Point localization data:
══════════════════════════════
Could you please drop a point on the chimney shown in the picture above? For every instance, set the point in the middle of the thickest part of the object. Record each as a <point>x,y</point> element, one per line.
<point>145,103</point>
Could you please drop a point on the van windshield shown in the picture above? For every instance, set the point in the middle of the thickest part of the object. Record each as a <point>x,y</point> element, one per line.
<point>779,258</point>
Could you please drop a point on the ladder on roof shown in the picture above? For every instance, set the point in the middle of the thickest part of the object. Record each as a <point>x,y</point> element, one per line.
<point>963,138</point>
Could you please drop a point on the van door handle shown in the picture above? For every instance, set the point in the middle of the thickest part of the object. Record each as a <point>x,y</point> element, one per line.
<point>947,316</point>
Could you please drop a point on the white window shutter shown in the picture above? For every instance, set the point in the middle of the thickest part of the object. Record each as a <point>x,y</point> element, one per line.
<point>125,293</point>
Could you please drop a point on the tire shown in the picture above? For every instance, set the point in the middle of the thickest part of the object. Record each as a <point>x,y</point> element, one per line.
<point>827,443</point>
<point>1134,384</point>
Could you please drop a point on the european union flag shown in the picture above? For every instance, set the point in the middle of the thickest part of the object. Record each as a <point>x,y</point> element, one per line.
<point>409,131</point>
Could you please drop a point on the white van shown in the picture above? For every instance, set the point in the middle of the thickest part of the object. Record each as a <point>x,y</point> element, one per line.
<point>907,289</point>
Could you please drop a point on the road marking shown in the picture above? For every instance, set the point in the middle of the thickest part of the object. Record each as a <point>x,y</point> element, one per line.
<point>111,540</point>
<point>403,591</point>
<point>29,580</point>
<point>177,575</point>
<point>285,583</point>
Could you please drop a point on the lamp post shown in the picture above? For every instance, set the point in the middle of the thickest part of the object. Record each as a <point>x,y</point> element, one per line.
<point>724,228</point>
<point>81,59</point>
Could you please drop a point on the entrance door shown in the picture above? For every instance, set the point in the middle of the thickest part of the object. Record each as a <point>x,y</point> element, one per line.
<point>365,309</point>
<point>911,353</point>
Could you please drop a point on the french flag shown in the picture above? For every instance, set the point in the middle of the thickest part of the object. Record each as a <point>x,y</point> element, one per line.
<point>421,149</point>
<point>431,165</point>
══════════════════════════════
◆ **Goal of the exercise**:
Only the lines from the one with "Could you please drop a point on the lamp" through the end of the data belong in the answer, each reproduced exactly.

◆ **Completed exercise**:
Could you please drop a point on the lamp post shown in the picture above? For every instance, set the point in the middle of the thickest part of the object. Record each as a <point>x,y</point> element, one per line.
<point>724,228</point>
<point>81,59</point>
Could you please drop a point on the entrance door shown in the picture above? For every instance, set the point in the middle of the thickest part of the object. Record each as a <point>x,y</point> element, one per line.
<point>365,309</point>
<point>911,353</point>
Could you please drop a point on the french flag shown in the picture above? For every instance, set the point in the middle of the thickest part of the object. Record each as a <point>x,y</point> element, one per line.
<point>421,149</point>
<point>431,165</point>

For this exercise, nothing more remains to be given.